>> Begin AVAILABLE DATA

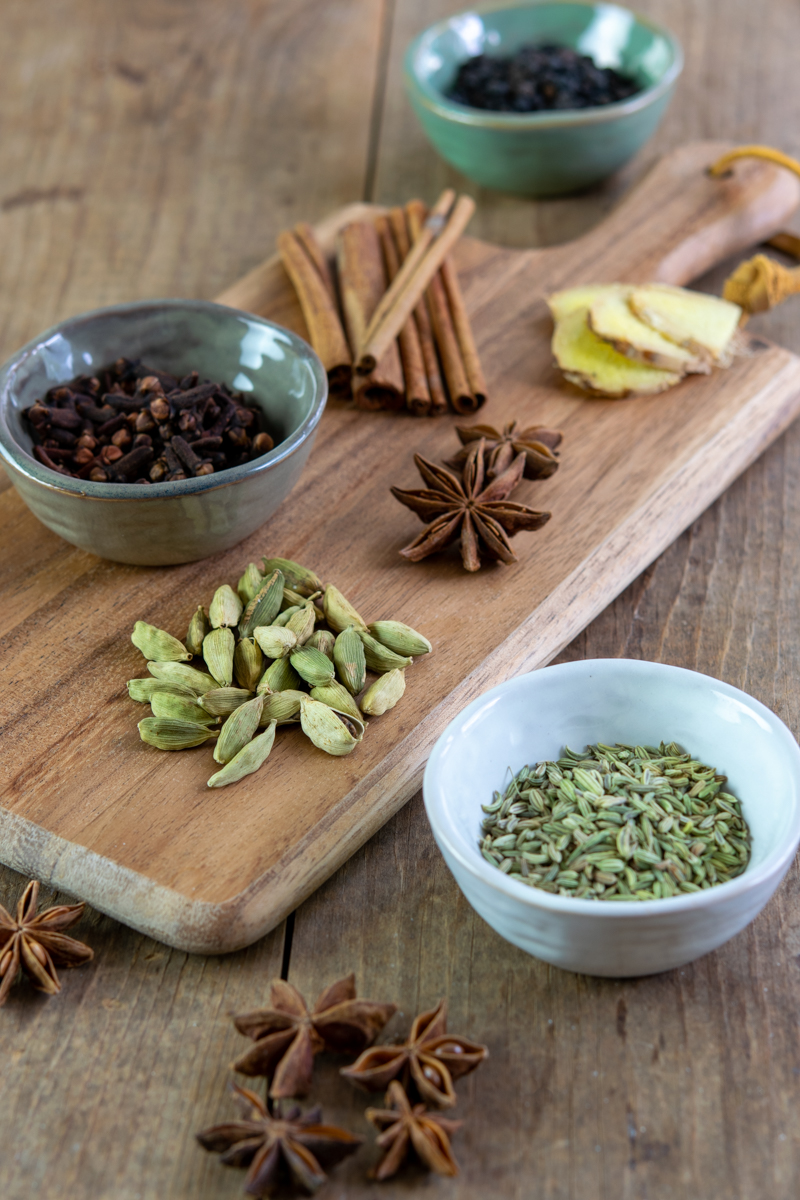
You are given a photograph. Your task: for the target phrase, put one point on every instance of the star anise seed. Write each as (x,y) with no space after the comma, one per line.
(482,517)
(411,1128)
(287,1036)
(537,443)
(37,945)
(277,1146)
(432,1059)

>> End AVAILABLE DATA

#### SET EXERCISE
Reproduce all of the data above verbatim, line for line, but omit the picture.

#### ANSWER
You are given a photograph. Your task: for the target phrase, put one point on every instance of the star anise seed. Write each as (x,y) with no space after the comma, one per line.
(482,517)
(411,1128)
(287,1036)
(537,443)
(37,945)
(277,1146)
(432,1059)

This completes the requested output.